▼
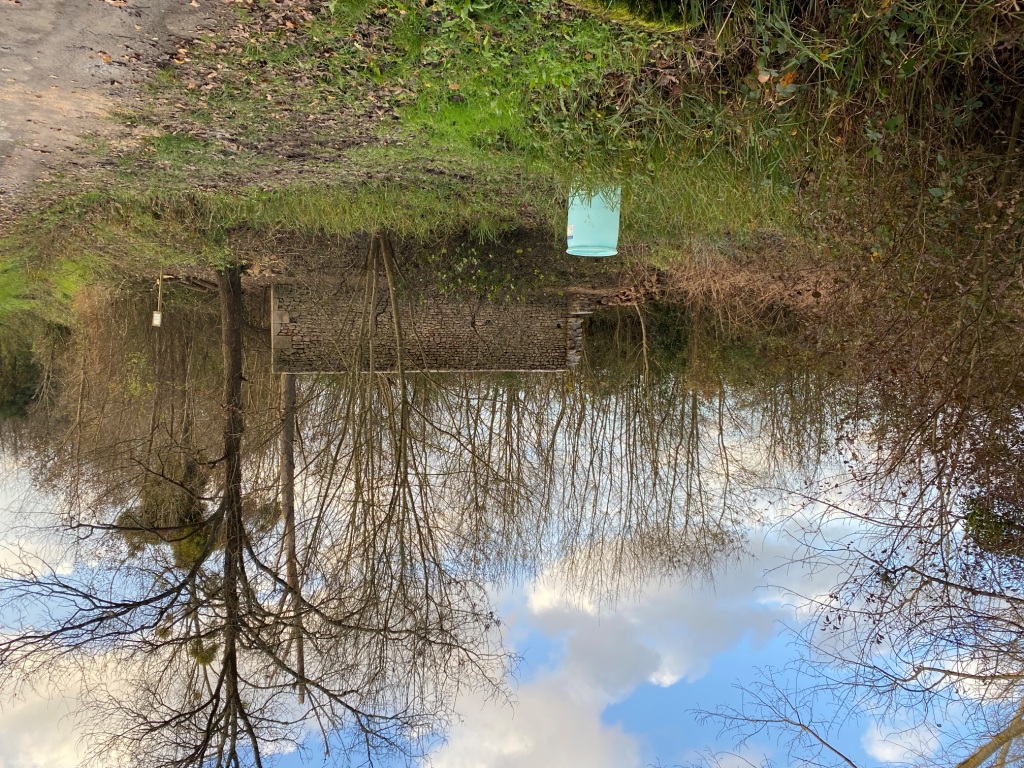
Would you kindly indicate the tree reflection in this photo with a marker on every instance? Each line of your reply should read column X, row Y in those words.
column 236, row 569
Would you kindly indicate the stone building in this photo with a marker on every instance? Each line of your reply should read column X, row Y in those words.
column 351, row 328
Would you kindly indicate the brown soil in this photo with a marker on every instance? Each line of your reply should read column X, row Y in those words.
column 66, row 65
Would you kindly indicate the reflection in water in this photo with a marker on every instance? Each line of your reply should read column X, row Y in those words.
column 259, row 554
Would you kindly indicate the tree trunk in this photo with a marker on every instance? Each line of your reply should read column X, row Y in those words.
column 288, row 511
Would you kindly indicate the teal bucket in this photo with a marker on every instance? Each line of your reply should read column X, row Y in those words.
column 593, row 225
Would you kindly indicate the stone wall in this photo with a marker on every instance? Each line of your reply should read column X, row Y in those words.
column 350, row 327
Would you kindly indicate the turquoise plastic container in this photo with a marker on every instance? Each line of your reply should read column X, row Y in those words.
column 593, row 225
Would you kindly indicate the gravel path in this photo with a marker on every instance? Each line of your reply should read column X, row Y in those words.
column 66, row 64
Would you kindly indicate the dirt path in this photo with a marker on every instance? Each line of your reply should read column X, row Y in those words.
column 66, row 64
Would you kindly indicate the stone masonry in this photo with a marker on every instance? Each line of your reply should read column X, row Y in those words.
column 317, row 329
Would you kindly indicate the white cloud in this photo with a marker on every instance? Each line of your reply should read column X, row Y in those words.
column 551, row 726
column 671, row 632
column 891, row 745
column 37, row 732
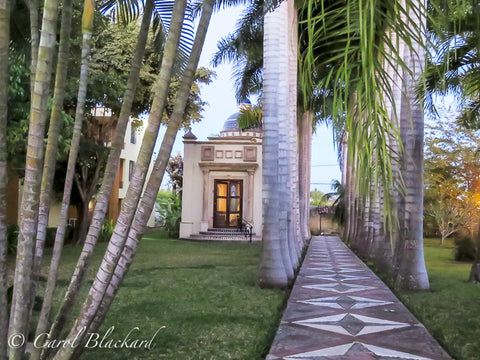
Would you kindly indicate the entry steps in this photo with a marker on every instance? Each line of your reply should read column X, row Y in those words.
column 227, row 234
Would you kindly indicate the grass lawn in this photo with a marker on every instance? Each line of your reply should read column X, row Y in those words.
column 204, row 295
column 451, row 309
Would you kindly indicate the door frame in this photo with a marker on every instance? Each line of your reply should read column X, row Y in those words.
column 228, row 198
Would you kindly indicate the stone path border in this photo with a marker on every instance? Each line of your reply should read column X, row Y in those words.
column 339, row 309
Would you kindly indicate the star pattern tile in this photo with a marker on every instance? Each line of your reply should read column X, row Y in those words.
column 345, row 302
column 345, row 349
column 343, row 313
column 337, row 277
column 351, row 324
column 340, row 287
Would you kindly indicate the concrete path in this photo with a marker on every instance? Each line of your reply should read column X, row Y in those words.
column 339, row 309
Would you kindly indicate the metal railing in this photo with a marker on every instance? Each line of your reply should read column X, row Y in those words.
column 246, row 228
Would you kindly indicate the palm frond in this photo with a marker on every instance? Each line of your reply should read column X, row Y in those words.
column 126, row 11
column 355, row 44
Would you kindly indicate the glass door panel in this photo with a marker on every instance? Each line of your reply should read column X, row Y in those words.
column 228, row 203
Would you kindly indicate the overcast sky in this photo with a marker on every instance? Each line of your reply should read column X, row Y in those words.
column 221, row 104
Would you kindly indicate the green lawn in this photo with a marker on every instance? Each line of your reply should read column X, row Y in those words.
column 203, row 293
column 451, row 309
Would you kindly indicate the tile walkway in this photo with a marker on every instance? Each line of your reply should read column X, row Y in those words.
column 339, row 309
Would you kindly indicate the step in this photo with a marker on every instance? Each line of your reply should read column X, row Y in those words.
column 229, row 233
column 210, row 237
column 223, row 230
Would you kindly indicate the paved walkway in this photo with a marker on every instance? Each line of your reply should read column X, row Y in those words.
column 339, row 309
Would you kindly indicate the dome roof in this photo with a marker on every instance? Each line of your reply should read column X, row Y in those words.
column 231, row 123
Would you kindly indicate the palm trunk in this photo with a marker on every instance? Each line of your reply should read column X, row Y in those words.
column 272, row 272
column 113, row 161
column 34, row 13
column 412, row 273
column 148, row 199
column 86, row 187
column 4, row 42
column 130, row 203
column 297, row 240
column 474, row 276
column 33, row 171
column 87, row 26
column 304, row 163
column 52, row 143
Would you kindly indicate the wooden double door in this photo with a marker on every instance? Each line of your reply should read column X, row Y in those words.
column 227, row 211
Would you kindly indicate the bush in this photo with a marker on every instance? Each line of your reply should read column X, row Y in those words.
column 12, row 238
column 170, row 213
column 107, row 230
column 464, row 249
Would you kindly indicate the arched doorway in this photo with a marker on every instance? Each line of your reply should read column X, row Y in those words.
column 227, row 211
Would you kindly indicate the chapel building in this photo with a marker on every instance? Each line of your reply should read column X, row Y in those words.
column 222, row 183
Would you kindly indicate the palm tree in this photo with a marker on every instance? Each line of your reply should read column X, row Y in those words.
column 43, row 320
column 412, row 273
column 29, row 210
column 160, row 90
column 148, row 200
column 4, row 44
column 52, row 142
column 275, row 269
column 117, row 243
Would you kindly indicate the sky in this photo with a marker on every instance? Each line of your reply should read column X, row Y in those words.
column 220, row 96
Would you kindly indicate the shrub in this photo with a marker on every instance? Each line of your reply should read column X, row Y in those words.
column 170, row 211
column 464, row 249
column 107, row 230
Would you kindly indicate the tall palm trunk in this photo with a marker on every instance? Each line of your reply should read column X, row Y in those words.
column 33, row 172
column 87, row 27
column 412, row 273
column 148, row 199
column 4, row 41
column 296, row 239
column 53, row 132
column 34, row 12
column 272, row 272
column 130, row 203
column 113, row 161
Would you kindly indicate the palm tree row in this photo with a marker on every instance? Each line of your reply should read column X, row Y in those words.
column 350, row 74
column 19, row 322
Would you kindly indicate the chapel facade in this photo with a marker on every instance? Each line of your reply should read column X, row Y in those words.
column 222, row 182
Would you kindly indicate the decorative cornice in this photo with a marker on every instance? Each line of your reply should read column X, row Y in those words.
column 233, row 166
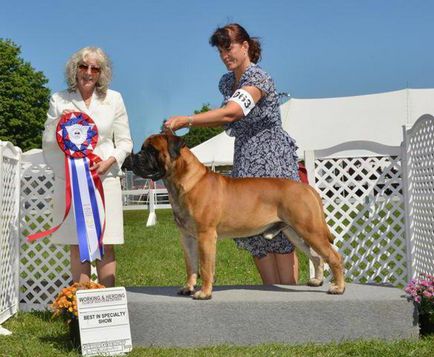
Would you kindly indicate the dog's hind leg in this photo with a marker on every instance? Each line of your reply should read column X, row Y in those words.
column 207, row 241
column 316, row 260
column 191, row 258
column 320, row 241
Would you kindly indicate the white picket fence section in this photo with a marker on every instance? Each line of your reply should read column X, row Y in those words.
column 364, row 206
column 379, row 203
column 10, row 162
column 419, row 173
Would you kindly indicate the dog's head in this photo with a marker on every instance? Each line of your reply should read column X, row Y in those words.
column 157, row 156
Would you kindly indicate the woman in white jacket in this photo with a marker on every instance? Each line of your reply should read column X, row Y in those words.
column 88, row 74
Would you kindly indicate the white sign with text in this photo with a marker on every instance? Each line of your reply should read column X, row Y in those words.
column 104, row 322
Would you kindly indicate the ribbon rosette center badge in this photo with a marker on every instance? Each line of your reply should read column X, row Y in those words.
column 77, row 136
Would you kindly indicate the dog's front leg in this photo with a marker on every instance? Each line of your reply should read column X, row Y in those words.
column 189, row 245
column 207, row 253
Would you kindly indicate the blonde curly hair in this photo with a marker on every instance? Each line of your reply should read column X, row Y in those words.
▲
What is needed
Reproduce the material word for word from its beginning through the line containing "column 317, row 329", leaving out the pictures.

Task solution
Would you kindly indicate the tree reflection in this photo with a marker on every instance? Each line of your reply should read column X, row Y in those words.
column 236, row 569
Would you kindly indicate the stone building in this photo with a marker on every instance? Each line of your reply should read column X, row Y in those words.
column 351, row 328
Would you kindly indicate the brown soil in this photo with a marker on every instance? Each line of your reply should read column X, row Y in those words.
column 66, row 65
Would you kindly indicate the reflection in water in this photo with a marker on every instance? Each line of your reply should read column X, row Y in those words.
column 259, row 554
Would you kindly indicate the tree trunk in this photo with a marker on every instance? Each line of your reply should read column X, row Y in those words.
column 288, row 511
Would you kindly indicate the teal bucket in this photo with a marker on every instance? Each line of your reply should read column X, row Y in those words.
column 593, row 225
Would you kindly indicate the stone wall in this photo with a marker on every instance? Each line of your reply should read column X, row Y in those words.
column 350, row 327
Would you kindly indicate the turquoise plastic container in this photo with a marker on every instance? Each line of your reply should read column X, row Y in those words.
column 593, row 225
Would you kindly indicate the gravel path in this photo with a marker on every instance? Each line of your reply should read column X, row Y in those words.
column 66, row 64
Would you kindly indicate the dirt path in this photo with a marker on every instance? Each line of your reply should read column X, row Y in those words.
column 66, row 64
Would you kindly indicate the stone masonry in this photo with a marker on every instance? Each line of your reply should read column X, row Y in those words.
column 317, row 329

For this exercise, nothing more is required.